**Stated goal**.
Locate every line in the listing below that contains the word "door" and copy each one out, treating case as significant.

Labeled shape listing

_____

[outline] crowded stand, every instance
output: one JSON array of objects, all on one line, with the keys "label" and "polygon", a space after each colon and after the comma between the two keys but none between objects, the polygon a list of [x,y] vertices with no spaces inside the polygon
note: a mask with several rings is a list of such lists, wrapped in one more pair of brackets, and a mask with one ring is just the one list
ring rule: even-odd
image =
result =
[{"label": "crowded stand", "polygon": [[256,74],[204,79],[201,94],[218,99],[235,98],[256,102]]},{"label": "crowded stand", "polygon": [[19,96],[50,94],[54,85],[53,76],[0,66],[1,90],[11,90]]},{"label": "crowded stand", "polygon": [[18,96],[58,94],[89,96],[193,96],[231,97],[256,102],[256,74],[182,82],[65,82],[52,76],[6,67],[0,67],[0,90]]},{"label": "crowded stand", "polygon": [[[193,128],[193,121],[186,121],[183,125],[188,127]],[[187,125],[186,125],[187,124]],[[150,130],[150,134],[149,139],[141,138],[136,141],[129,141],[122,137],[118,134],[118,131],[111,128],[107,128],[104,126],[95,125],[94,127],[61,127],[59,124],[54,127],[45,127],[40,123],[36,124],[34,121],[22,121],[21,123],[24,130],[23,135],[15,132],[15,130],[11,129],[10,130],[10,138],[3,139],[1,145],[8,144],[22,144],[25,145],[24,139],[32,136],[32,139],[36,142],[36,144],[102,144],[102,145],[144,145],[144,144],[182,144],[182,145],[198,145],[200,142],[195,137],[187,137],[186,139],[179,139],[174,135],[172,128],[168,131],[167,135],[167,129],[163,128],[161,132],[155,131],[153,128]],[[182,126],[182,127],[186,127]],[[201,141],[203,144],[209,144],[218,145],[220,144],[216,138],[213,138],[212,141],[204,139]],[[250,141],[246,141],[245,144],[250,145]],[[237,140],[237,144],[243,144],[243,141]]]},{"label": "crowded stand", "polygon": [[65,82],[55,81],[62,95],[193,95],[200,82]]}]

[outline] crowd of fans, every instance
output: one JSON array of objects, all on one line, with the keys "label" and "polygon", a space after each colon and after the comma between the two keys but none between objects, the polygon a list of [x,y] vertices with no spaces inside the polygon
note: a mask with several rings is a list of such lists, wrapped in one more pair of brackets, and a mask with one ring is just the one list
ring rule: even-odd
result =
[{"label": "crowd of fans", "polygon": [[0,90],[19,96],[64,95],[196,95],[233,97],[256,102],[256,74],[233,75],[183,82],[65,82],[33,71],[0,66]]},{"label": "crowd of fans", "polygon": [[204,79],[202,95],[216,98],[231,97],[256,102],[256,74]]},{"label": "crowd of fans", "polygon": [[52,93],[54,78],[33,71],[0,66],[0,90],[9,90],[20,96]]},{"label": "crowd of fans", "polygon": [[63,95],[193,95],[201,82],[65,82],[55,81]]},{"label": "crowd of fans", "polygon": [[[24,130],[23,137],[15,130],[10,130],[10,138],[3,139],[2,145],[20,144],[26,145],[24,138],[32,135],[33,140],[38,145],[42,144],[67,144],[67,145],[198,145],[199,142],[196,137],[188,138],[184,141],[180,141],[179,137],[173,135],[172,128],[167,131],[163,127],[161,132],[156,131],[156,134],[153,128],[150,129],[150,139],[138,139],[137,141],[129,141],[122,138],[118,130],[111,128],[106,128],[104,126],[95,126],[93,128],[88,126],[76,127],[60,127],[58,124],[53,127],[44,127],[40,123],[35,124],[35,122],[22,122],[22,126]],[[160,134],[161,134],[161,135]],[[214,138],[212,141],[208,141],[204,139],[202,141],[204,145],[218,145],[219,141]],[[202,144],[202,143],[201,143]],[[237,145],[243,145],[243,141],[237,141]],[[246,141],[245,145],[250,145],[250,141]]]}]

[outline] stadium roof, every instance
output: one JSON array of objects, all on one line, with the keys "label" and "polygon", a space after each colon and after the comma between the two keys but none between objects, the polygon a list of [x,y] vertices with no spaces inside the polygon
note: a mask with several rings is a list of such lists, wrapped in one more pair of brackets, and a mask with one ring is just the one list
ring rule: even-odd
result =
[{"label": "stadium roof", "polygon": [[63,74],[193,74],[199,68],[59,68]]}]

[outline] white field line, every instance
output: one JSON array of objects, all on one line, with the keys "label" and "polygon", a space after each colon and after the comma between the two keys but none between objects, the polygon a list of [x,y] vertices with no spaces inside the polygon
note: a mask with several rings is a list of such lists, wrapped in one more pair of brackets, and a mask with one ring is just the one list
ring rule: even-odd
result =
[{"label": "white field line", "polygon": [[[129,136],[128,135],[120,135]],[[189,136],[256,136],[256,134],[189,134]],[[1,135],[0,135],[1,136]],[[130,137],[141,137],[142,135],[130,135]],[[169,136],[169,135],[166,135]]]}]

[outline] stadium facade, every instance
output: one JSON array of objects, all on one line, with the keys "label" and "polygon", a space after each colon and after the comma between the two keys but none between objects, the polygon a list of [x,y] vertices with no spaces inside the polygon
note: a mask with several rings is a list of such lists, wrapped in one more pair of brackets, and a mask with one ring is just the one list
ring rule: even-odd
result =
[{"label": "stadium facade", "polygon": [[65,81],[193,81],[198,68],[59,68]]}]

_____

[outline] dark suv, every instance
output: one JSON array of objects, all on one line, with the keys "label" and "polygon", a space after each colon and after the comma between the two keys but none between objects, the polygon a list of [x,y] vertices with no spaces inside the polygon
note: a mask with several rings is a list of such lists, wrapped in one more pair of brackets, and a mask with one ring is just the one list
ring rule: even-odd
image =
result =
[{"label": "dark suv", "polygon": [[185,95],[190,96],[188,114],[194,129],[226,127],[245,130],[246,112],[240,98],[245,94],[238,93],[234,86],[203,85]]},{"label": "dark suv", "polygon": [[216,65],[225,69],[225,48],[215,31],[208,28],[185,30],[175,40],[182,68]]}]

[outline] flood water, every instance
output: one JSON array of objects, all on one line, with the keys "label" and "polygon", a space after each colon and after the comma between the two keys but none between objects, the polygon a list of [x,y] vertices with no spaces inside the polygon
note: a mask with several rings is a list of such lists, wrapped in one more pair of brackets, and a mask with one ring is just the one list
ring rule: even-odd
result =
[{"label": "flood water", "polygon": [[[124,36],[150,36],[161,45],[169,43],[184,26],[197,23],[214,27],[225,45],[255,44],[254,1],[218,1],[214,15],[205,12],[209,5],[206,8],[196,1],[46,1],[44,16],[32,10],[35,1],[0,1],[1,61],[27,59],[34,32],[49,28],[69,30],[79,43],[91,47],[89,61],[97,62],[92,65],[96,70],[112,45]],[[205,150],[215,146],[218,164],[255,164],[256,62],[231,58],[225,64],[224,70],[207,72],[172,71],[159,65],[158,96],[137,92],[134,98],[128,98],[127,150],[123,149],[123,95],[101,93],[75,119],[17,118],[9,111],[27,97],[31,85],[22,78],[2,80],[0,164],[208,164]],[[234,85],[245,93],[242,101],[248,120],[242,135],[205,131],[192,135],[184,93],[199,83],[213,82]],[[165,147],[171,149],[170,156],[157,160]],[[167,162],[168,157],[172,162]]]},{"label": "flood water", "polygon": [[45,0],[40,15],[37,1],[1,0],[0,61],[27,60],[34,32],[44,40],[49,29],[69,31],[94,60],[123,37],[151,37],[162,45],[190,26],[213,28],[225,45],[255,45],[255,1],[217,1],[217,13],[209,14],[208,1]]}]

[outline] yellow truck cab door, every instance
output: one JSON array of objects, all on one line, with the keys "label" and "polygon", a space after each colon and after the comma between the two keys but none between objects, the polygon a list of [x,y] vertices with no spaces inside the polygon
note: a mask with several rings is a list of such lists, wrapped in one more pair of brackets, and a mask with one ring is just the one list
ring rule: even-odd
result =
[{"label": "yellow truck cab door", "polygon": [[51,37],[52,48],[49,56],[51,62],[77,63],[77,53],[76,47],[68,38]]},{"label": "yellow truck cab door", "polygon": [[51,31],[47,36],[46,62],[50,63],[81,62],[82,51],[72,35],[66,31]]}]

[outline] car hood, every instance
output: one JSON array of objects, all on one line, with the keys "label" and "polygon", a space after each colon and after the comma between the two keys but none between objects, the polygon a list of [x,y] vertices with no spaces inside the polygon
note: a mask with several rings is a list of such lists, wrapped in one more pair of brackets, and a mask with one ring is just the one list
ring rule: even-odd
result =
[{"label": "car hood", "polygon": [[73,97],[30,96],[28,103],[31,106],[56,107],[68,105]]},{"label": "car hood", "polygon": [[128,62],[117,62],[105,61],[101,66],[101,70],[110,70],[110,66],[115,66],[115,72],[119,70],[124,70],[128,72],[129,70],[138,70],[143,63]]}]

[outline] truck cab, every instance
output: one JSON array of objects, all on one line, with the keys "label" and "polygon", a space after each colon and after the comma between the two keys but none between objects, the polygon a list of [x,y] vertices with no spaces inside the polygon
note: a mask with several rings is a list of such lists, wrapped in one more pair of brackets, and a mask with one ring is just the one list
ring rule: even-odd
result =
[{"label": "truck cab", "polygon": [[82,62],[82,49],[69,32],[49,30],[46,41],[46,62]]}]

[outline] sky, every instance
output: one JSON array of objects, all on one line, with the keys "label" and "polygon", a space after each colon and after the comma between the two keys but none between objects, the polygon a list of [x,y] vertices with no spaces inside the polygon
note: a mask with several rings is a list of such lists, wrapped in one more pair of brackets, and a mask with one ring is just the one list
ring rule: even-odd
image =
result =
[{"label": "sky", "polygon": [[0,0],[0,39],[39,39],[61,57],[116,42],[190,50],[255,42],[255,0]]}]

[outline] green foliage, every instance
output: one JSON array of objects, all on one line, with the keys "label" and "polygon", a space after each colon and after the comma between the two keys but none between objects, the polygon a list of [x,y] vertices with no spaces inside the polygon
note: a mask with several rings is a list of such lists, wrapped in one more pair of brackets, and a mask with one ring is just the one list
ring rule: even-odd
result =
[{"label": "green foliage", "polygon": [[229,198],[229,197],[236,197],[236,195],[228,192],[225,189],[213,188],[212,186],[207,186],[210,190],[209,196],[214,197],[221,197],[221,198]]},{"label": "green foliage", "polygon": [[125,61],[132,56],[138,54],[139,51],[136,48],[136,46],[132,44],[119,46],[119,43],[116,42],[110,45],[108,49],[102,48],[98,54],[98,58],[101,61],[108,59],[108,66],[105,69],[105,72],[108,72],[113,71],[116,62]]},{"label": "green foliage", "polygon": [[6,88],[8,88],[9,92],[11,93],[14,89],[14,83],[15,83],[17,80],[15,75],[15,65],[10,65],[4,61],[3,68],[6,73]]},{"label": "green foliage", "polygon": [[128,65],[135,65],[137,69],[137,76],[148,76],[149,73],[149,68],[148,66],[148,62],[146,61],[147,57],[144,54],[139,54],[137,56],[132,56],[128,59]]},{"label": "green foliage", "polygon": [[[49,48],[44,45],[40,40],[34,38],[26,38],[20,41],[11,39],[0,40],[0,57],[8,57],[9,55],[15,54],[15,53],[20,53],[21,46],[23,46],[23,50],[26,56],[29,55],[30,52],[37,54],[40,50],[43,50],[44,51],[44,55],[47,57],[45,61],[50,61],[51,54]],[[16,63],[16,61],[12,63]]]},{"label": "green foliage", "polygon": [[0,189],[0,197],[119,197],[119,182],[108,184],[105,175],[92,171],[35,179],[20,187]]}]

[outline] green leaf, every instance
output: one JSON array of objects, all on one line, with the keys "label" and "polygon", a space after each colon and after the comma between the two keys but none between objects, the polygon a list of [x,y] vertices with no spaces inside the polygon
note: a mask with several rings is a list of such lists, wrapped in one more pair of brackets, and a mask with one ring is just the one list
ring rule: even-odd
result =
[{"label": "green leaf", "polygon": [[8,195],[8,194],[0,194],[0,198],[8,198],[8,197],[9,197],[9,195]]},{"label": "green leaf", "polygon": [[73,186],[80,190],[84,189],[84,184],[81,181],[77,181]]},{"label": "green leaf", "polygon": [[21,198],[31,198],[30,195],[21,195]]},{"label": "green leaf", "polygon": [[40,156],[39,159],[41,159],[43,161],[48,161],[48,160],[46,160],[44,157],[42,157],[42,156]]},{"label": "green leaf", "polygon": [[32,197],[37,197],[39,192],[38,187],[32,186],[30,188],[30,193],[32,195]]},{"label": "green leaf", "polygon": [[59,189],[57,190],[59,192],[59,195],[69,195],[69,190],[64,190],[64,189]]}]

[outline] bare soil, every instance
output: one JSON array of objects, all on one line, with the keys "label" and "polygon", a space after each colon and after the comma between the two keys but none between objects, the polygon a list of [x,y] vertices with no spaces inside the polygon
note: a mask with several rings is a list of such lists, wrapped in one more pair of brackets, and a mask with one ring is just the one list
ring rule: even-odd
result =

_____

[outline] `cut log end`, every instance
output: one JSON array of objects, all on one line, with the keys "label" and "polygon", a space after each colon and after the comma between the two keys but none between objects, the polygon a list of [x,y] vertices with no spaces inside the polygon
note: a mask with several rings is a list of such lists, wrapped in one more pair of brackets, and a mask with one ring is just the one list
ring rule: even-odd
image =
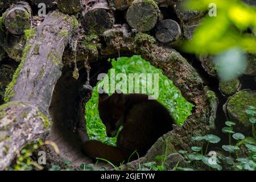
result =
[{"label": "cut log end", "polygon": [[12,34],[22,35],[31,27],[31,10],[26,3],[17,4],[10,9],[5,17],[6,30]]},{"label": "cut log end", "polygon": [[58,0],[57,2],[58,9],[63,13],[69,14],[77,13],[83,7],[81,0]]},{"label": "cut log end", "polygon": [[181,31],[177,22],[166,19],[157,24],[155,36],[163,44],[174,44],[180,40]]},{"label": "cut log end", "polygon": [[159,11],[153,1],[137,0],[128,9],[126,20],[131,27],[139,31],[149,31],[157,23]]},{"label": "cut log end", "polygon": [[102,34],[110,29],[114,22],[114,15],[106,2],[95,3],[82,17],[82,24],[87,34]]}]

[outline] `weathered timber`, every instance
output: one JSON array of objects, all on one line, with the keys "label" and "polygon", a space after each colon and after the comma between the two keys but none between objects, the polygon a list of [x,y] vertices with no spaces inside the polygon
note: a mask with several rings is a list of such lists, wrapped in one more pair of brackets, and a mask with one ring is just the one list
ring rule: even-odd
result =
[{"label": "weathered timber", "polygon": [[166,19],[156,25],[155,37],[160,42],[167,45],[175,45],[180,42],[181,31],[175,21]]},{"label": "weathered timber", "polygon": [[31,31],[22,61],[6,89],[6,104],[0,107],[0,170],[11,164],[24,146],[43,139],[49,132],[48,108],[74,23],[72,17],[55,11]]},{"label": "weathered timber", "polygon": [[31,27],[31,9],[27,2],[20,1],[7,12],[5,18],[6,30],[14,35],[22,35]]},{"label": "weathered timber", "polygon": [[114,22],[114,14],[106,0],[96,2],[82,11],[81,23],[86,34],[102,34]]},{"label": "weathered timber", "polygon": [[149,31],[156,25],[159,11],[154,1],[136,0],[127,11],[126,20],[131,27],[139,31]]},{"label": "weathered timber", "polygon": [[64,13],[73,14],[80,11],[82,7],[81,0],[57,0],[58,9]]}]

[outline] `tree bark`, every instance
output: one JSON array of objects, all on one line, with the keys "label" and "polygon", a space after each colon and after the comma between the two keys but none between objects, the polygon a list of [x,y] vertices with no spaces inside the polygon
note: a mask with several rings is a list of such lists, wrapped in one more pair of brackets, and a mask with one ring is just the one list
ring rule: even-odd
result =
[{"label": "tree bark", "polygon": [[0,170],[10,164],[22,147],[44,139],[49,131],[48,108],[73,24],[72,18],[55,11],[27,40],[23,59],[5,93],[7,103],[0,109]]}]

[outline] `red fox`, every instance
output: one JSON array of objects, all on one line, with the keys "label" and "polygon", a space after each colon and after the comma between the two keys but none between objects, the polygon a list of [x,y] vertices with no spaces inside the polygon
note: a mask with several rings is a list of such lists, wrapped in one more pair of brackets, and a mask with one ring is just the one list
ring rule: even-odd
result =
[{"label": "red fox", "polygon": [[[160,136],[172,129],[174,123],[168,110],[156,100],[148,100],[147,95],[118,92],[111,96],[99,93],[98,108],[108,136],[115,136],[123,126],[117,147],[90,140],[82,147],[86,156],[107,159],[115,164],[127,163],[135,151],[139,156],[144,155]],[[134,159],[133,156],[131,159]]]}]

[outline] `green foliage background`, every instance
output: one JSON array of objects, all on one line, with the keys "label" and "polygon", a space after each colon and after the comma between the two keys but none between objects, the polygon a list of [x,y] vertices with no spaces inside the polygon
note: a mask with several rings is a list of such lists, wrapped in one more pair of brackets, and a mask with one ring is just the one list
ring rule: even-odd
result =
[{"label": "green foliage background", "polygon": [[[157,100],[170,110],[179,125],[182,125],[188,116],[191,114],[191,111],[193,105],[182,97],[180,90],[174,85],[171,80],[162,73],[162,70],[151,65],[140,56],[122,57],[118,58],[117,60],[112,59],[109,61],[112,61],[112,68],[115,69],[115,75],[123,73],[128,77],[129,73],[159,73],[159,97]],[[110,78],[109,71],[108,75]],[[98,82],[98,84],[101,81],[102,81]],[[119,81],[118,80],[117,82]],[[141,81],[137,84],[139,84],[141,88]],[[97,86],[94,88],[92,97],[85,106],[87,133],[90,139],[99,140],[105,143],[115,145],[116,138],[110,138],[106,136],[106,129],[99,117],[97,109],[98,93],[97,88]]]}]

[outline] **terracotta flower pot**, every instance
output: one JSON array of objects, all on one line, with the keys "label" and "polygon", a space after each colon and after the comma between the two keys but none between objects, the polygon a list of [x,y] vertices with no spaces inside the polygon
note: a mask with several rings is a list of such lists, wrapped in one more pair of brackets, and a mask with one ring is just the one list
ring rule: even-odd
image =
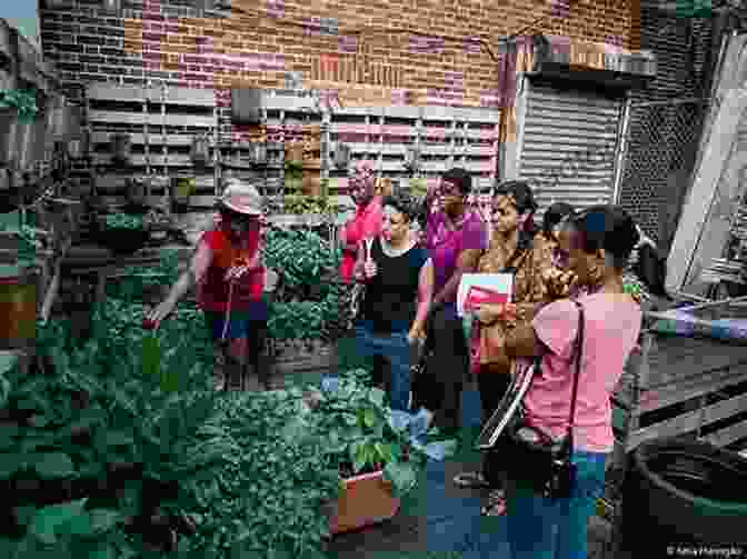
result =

_____

**Task output**.
[outline] yellow truck cab door, every instance
[{"label": "yellow truck cab door", "polygon": [[51,37],[52,48],[49,56],[51,62],[77,63],[77,53],[76,47],[68,38]]},{"label": "yellow truck cab door", "polygon": [[51,31],[47,36],[46,62],[50,63],[81,62],[82,51],[72,35],[66,31]]}]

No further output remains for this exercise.